Entries provided:
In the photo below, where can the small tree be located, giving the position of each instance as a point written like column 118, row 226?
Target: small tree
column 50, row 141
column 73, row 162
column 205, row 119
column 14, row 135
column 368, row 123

Work request:
None of the records may be omitted or altered when they are given again.

Reply to the task:
In the photo below, where can the small tree be located, giving the position of each instance as a point written like column 118, row 226?
Target: small tree
column 50, row 141
column 73, row 162
column 205, row 119
column 14, row 135
column 368, row 123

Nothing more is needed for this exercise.